SUPPLIED PASSAGE.
With the help of these functions, you can efficiently analyze a given codebase, understanding the relationship and dependencies between different functions.

Outputs:

For function: init its all callees are:                                                                                                                                                                 
        init                                                                                                                                                                                            
For function: f its all callees are:                                                                                                                                                                    
        init                                                                                                                                                                                            
        f                                                                                                                                                                                               
        strlen                                                                                                                                                                                          
        free                                                                                                                                                                                            
For function: main its all callees are:                                                                                                                                                                 
        init                                                                                                                                                                                            
        f                                                                                                                                                                                               
        strlen                                                                                                                                                                                          
        free                                                                                                                                                                                            
        main

The output presents the set of all transitive callees (directly or indirectly called functions) for each function in the running example.

MATERIAL PROVIDED.
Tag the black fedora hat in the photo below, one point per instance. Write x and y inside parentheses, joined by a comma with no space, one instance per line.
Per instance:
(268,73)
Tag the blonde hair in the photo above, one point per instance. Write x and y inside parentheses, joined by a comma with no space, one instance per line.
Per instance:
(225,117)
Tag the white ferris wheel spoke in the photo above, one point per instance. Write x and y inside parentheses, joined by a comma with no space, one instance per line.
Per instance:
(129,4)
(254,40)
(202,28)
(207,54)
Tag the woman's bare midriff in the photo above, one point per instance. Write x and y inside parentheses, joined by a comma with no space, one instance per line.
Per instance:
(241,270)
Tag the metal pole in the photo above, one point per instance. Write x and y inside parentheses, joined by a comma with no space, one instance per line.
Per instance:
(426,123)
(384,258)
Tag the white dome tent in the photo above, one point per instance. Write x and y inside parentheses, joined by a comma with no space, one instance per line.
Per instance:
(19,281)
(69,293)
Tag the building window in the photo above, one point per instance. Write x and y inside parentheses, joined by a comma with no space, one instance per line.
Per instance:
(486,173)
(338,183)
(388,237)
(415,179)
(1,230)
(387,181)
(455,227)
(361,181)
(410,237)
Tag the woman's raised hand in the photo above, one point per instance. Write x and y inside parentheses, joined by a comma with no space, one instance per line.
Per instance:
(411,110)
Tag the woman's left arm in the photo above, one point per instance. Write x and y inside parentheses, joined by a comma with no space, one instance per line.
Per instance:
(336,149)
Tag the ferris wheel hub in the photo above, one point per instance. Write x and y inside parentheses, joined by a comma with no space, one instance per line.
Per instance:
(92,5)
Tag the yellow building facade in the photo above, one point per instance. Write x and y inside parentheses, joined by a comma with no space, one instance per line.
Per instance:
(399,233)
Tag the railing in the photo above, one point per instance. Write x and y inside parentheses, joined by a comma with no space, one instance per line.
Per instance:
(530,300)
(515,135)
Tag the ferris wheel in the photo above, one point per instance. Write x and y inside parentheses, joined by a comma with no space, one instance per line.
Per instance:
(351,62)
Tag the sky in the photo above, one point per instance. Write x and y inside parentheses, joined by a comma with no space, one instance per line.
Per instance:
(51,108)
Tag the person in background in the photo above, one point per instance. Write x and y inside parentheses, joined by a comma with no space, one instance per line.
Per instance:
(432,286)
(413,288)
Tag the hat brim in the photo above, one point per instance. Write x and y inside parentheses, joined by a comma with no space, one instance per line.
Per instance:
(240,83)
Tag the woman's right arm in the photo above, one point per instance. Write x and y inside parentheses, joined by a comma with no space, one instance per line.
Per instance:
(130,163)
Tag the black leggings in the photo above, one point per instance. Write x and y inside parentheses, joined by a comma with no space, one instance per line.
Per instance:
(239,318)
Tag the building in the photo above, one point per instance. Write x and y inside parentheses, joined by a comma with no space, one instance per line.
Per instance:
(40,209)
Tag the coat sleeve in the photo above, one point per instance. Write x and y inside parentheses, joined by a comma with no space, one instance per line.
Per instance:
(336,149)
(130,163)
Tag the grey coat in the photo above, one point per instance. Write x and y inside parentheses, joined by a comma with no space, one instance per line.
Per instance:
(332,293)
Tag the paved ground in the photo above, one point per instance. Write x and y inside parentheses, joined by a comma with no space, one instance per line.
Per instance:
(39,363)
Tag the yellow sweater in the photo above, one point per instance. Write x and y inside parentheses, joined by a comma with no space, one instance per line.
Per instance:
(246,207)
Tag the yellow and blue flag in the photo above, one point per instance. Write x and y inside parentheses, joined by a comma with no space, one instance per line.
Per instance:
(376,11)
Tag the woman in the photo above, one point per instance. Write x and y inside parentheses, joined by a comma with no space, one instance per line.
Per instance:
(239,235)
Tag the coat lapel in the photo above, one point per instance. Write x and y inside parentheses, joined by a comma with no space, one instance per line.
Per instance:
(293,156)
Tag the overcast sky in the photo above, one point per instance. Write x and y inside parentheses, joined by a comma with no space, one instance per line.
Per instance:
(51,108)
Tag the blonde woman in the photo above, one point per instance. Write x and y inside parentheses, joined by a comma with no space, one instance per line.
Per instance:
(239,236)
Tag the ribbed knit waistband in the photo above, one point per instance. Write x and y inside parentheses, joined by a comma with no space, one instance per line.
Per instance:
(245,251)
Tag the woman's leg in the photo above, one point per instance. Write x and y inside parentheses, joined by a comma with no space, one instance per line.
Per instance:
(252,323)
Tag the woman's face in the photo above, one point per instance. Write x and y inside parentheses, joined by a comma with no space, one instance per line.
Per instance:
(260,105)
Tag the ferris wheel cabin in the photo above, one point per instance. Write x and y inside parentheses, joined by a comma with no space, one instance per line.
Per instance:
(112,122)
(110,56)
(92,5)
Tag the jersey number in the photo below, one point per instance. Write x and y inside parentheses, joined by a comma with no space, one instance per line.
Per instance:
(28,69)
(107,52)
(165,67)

WHAT IS NEEDED. Copy out the passage about function callees above in full, word for word, with its output listing.

COMPLETE ANSWER.
With the help of these functions, you can efficiently analyze a given codebase, understanding the relationship and dependencies between different functions.

Outputs:

For function: init its all callees are:                                                                                                                                                                 
        init                                                                                                                                                                                            
For function: f its all callees are:                                                                                                                                                                    
        init                                                                                                                                                                                            
        f                                                                                                                                                                                               
        strlen                                                                                                                                                                                          
        free                                                                                                                                                                                            
For function: main its all callees are:                                                                                                                                                                 
        init                                                                                                                                                                                            
        f                                                                                                                                                                                               
        strlen                                                                                                                                                                                          
        free                                                                                                                                                                                            
        main

The output presents the set of all transitive callees (directly or indirectly called functions) for each function in the running example.